(Pointing dataset records)
··········
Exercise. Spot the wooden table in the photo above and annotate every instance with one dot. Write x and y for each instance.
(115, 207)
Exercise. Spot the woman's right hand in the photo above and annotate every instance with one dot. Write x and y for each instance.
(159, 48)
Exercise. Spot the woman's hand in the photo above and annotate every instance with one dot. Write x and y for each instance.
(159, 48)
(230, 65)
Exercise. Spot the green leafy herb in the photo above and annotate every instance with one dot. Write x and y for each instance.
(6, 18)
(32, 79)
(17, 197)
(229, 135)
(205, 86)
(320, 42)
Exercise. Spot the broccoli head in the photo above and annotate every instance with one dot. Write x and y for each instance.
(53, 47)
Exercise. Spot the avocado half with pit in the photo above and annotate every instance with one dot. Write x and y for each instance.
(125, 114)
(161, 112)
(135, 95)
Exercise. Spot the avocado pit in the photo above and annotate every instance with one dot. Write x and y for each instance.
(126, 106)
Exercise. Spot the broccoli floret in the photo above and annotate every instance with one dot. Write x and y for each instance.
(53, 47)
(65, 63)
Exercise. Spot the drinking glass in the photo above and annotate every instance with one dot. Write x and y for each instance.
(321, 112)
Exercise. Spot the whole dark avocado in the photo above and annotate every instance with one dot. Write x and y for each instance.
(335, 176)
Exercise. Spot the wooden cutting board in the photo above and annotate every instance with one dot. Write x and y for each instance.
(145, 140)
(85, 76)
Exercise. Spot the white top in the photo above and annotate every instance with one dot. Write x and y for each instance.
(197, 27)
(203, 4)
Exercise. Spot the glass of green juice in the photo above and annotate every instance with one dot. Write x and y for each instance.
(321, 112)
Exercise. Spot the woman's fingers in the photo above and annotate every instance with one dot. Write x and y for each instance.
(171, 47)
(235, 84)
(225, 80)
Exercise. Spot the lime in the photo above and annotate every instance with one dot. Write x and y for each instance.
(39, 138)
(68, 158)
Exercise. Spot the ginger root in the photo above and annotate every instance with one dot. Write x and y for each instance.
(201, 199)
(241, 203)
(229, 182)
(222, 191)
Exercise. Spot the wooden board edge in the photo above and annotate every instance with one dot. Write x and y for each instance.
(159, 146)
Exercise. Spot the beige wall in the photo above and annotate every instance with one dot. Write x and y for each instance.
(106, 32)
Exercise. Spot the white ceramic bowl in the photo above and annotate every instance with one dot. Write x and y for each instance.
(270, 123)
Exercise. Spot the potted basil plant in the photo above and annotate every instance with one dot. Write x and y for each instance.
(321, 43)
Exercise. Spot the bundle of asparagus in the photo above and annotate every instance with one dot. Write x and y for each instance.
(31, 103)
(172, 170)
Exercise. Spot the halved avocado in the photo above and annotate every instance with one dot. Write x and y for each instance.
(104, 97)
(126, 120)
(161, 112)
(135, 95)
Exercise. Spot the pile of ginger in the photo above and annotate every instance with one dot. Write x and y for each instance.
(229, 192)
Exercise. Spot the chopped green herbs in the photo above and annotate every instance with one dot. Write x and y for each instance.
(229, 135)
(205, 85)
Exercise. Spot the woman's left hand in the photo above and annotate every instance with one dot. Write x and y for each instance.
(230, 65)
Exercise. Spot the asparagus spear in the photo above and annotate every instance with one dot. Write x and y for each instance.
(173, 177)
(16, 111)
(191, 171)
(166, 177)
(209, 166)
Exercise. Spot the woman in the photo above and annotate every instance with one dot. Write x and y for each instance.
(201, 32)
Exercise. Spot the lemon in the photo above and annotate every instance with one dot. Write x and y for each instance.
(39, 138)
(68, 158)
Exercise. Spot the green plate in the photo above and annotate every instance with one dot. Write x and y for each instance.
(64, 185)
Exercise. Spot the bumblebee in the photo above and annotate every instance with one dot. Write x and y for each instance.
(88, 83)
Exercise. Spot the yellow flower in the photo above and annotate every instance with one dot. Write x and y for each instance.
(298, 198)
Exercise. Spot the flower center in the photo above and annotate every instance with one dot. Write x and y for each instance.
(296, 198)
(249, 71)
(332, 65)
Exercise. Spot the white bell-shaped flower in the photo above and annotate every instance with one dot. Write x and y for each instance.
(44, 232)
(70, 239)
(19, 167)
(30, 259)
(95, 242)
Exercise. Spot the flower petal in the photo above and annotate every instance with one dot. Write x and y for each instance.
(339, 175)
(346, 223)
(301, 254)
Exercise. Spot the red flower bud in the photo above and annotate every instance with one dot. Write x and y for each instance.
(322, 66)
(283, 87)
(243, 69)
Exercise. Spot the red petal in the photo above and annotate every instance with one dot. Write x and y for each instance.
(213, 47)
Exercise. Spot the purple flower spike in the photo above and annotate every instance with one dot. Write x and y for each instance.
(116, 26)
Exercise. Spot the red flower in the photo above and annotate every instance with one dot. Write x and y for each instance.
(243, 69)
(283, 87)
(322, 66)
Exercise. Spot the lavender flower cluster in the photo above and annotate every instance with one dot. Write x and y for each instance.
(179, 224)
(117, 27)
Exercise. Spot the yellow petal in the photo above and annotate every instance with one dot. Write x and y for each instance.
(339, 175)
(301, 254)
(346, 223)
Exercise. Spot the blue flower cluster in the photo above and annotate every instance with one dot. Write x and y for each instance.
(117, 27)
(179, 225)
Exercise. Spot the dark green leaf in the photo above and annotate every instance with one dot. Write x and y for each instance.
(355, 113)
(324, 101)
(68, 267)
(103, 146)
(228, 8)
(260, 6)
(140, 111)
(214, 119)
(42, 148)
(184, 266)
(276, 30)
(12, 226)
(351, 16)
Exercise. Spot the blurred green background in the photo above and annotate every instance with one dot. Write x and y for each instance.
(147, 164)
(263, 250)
··········
▸ STATED TASK
Make an exact copy of the material above.

▸ EXERCISE RESPONSE
Exercise. Spot the wooden table in the photo above and annotate every instance with one dot. Write x and y for each instance.
(115, 207)
Exercise. Spot the woman's right hand in the photo above and annotate every instance with one dot. Write x and y for each instance.
(159, 48)
Exercise. Spot the woman's hand in the photo above and annotate every instance with one dot. Write x and y for each instance.
(159, 48)
(230, 65)
Exercise. Spot the green leafy herb in the photo above and annotate every instance with one dot. Write x and y for each instance.
(6, 18)
(32, 79)
(17, 197)
(229, 135)
(205, 86)
(320, 42)
Exercise. Spot the broccoli head in the photo above and annotate every instance with one dot. Write x and y for each instance.
(53, 47)
Exercise. Spot the avocado half with pit in the photo above and annotate every instance with one dot. Write x and y for each instance.
(125, 114)
(161, 112)
(135, 95)
Exercise. Spot the avocado pit in the photo above and annotate every instance with one dot. Write x and y for each instance.
(126, 106)
Exercise. Spot the broccoli floret in the photo above and annotate every instance with one dot. Write x and y for each instance.
(53, 47)
(65, 63)
Exercise. Spot the drinking glass in the photo above and annotate every instance with one dot. Write x and y for each instance.
(321, 112)
Exercise. Spot the whole dark avocado in the photo above and annotate every instance with one dot. Write x and y for each instance.
(335, 176)
Exercise. Spot the wooden cutting board in the photo above and annotate every instance with one dot. Write x and y for each instance.
(145, 140)
(85, 76)
Exercise. Spot the white top in the photo above and annotate every instance with one dot. Write x and y for each instance.
(197, 27)
(203, 4)
Exercise. Spot the glass of green juice in the photo above and annotate every instance with one dot. Write x and y for each instance.
(321, 112)
Exercise. Spot the woman's fingers in the photo above and annotate every instance with one dot. Write x and y for each instance.
(171, 47)
(235, 84)
(225, 80)
Exercise. Spot the lime in the photo above and annotate every instance with one dot. Write x and y for each instance.
(39, 138)
(68, 158)
Exercise. Spot the ginger root in the photo above and annotate every instance with one dot. Write x and y for each instance.
(201, 199)
(241, 203)
(229, 182)
(222, 191)
Exercise. Spot the wooden board edge in the photo above and annotate every instance with one dot. Write x and y for each instance.
(159, 146)
Exercise. Spot the beige wall in the photo above and annotate every instance with one dot. Write x and y for each instance.
(106, 32)
Exercise. Spot the white ceramic bowl in the photo above and annotate every instance with one dot. Write x and y for each instance.
(270, 123)
Exercise. Spot the potted basil plant in the photo above and annotate every instance with one dot. Write x and y for each instance.
(321, 43)
Exercise. Spot the bundle of asparagus in the photo above and annotate every instance with one dot. Write x and y for each instance.
(31, 103)
(172, 170)
Exercise. Spot the halved avocado in the photo above and annotate every instance with one dot. Write x and y for each instance.
(104, 97)
(126, 120)
(161, 112)
(135, 95)
Exercise. Spot the pile of ginger in the photo above and annotate every instance with one dot. Write x and y for each instance.
(229, 192)
Exercise. Spot the chopped green herbs in the photo above and annotate every instance with one dot. Write x and y for each instance.
(229, 135)
(205, 85)
Exercise. Spot the woman's left hand in the photo above and annotate every instance with one dot. Write x and y for each instance.
(230, 65)
Exercise. Spot the asparagus spear in the photo above and annotate every instance with one dot. Write x and y for each instance.
(173, 177)
(16, 111)
(191, 171)
(166, 177)
(209, 166)
Exercise. Spot the woman in the photo above and annotate every instance with one dot. Write x and y for each instance.
(201, 32)
Exercise. Spot the lemon in the photo above and annotate every instance with one dot. Write x and y for each instance.
(39, 138)
(68, 158)
Exercise. Spot the green plate in the photo above and annotate every instance with one dot. Write x and y for each instance.
(64, 185)
Exercise. Spot the bumblebee in the photo above and annotate every instance with one dot. Write x and y for each instance.
(88, 83)
Exercise. Spot the yellow flower in the photo above and annotate every instance with one dot. Write x and y for each instance.
(298, 198)
Exercise. Spot the flower center in the photo above and annotate every instance with one dot. Write x and y for each instance.
(296, 198)
(249, 71)
(332, 65)
Exercise. Spot the white bell-shaped flower in the photo above and annotate every instance with one dot. Write x and y for each instance.
(44, 232)
(70, 239)
(19, 167)
(30, 259)
(95, 242)
Exercise. Spot the flower petal in the photo above and annotate every instance with one dot. Write x and y for each instance.
(339, 175)
(346, 223)
(301, 254)
Exercise. Spot the red flower bud in the photo above and annotate every instance with one dot. Write x and y for each instance.
(322, 66)
(283, 87)
(243, 69)
Exercise. Spot the red petal in the photo above and annotate every instance with one dot. Write x and y for each instance.
(213, 47)
Exercise. Spot the purple flower spike in the photo above and annotate every instance with one dot. Write x and y for each instance.
(116, 26)
Exercise. Spot the red flower in the photo above and annotate every instance with one dot. Write x and y for each instance.
(243, 69)
(283, 87)
(322, 66)
Exercise. Spot the lavender flower cluster in the photo above and annotate every instance with one dot. Write x and y for each instance.
(179, 224)
(117, 27)
Exercise. Spot the yellow petal in the photo above and annotate every instance with one dot. Write x and y for each instance.
(339, 175)
(301, 254)
(346, 223)
Exercise. Spot the blue flower cluster in the photo above and annotate every instance with one dot. Write x and y for each instance.
(117, 27)
(179, 225)
Exercise. Spot the dark green leaf in the photo above and annotate every instance with one dot. Write x and y for each instance.
(355, 113)
(324, 101)
(68, 267)
(103, 146)
(228, 8)
(260, 6)
(140, 111)
(214, 119)
(42, 148)
(184, 266)
(276, 30)
(12, 226)
(351, 16)
Exercise. Spot the blurred green background in the photo above and annotate every instance with one dot. Write x and y for each instance.
(147, 164)
(263, 250)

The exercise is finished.